*What this exercise asks:*
[A] Copy the Tube Steak story word for word, starting with "AT A CONSIDERABLE" and going on through "the geriatric category.".
[B] Shorten the paragraph in the Tube Steak story that begins "I lived with a fellow whom I kept in a cage," keeping its main facts.

*Passage:*
* Begin *

Tube Steak’s mystery vacation

(The following is a true story. The names have not been changed to protect the innocent because who is innocent and who is not is unknowable.)

* * * *

AT A CONSIDERABLE distance in the past, I lived alone in a slave quarter apartment on Dauphine Street in the French Quarter of New Orleans.

Alone as far as human companionship is concerned, which is not to say I lacked human companionship on occasion, especially of the female variety because this being decades ago I was young and quite the manly looker.

I still hold my own in the geriatric category.

I lived with a fellow whom I kept in a cage. He was a small parrot, and his name was Tube Steak. I don’t recall his specific species in the avian world, but he was smaller than your usual parrot, but about twice the size of a parakeet.

* End *

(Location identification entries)
* Begin *

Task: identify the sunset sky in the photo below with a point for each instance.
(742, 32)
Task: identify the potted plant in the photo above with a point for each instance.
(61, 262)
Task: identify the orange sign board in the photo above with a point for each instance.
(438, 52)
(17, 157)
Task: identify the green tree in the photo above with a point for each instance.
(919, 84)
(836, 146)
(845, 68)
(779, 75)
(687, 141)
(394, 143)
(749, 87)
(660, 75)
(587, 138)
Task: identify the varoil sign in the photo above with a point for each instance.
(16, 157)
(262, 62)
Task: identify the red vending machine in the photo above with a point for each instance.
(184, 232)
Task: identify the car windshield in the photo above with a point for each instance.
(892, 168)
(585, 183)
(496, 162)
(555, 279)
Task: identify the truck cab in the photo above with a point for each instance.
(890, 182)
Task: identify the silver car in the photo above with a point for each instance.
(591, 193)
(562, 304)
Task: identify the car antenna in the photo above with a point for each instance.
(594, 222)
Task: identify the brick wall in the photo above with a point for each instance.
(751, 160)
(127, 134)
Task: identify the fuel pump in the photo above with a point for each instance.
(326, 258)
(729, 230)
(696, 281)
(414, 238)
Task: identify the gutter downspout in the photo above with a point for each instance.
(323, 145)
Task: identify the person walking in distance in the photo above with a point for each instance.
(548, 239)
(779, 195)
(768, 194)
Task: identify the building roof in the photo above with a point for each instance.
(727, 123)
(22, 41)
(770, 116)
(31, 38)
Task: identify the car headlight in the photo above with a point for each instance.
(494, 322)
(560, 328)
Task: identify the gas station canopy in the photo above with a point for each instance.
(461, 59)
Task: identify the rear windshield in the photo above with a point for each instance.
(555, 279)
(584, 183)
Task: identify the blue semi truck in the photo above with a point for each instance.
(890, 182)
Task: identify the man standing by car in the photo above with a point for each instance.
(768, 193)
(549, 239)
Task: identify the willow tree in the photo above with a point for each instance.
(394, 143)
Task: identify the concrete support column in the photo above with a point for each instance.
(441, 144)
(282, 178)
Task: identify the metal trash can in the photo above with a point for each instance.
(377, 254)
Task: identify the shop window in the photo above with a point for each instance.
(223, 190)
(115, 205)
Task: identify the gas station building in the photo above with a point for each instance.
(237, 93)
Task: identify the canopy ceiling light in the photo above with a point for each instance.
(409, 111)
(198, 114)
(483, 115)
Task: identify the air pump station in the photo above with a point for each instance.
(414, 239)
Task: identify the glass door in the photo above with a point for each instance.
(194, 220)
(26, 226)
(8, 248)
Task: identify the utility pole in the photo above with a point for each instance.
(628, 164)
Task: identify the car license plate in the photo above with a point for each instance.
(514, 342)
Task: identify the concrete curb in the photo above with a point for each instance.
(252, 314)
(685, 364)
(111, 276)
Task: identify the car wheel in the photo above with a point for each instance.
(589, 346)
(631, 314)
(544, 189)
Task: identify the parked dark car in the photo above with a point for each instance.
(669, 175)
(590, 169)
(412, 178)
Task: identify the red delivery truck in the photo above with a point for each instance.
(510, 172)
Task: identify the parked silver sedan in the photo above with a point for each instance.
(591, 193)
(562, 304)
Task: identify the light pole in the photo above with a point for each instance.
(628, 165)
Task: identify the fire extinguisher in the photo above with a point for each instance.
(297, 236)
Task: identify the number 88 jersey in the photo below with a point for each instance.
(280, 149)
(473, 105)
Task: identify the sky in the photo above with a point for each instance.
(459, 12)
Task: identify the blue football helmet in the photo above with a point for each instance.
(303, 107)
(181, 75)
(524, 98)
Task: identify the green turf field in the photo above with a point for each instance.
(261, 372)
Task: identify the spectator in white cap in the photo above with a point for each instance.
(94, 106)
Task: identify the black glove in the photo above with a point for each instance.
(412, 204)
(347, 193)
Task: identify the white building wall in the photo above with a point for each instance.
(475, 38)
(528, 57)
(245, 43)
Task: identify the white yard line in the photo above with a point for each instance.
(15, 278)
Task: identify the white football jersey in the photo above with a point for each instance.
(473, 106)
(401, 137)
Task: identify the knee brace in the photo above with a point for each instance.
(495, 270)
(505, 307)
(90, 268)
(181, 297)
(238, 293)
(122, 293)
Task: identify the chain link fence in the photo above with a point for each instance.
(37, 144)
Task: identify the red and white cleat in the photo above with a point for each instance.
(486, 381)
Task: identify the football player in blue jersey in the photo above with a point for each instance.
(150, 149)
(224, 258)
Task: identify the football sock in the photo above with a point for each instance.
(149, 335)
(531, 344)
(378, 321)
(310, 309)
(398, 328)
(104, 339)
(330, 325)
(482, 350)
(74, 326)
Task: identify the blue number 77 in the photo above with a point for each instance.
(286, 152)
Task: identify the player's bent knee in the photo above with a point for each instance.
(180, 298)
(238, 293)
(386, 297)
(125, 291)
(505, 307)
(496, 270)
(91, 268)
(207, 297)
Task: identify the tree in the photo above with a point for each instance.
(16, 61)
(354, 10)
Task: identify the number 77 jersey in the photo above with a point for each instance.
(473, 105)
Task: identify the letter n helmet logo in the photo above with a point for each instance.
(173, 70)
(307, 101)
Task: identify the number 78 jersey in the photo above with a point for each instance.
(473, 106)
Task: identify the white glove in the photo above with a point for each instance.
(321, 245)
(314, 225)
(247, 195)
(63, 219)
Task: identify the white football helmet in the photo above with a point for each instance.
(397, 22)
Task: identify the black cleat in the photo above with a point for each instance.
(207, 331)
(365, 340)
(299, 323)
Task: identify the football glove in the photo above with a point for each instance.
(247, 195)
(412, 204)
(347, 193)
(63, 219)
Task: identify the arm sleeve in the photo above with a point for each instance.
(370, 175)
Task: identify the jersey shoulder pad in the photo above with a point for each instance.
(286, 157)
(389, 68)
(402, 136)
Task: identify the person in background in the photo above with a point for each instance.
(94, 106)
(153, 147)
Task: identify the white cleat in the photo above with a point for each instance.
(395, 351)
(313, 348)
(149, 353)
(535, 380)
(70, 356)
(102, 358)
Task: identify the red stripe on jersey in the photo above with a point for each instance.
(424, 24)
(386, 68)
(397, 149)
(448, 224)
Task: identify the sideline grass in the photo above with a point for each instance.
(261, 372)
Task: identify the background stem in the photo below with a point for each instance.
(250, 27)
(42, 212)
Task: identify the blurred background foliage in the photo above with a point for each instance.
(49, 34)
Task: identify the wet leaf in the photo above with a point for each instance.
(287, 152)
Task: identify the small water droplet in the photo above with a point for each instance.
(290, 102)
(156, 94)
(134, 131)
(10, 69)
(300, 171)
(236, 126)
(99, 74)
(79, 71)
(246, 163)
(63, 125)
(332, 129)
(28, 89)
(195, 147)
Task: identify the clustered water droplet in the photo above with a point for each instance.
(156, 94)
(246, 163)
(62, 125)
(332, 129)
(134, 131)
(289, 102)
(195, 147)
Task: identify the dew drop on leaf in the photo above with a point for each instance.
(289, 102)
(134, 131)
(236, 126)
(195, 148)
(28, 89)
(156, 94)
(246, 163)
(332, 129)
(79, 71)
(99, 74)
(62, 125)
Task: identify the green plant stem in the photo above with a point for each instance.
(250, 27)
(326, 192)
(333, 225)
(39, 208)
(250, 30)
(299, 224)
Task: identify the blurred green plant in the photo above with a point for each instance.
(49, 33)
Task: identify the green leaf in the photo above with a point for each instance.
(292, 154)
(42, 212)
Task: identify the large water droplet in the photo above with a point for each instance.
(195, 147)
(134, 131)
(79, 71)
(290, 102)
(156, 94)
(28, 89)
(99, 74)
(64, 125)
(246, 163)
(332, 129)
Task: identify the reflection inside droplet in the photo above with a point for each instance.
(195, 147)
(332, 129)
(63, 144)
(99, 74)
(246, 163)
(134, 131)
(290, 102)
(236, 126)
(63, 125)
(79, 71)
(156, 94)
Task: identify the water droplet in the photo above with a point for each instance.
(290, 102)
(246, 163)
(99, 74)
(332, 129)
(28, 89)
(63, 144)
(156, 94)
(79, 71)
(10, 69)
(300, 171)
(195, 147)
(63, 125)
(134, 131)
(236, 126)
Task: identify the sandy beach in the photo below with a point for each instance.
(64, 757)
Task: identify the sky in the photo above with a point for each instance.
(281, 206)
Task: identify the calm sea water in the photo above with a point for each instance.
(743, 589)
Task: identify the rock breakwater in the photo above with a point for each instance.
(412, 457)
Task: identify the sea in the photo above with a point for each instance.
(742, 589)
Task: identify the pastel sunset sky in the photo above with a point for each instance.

* End *

*The solutions:*
[A]
AT A CONSIDERABLE distance in the past, I lived alone in a slave quarter apartment on Dauphine Street in the French Quarter of New Orleans.

Alone as far as human companionship is concerned, which is not to say I lacked human companionship on occasion, especially of the female variety because this being decades ago I was young and quite the manly looker.

I still hold my own in the geriatric category.

[B] I shared my home with Tube Steak, a caged parrot of a species I don't remember. He was smaller than most parrots but about twice the size of a parakeet.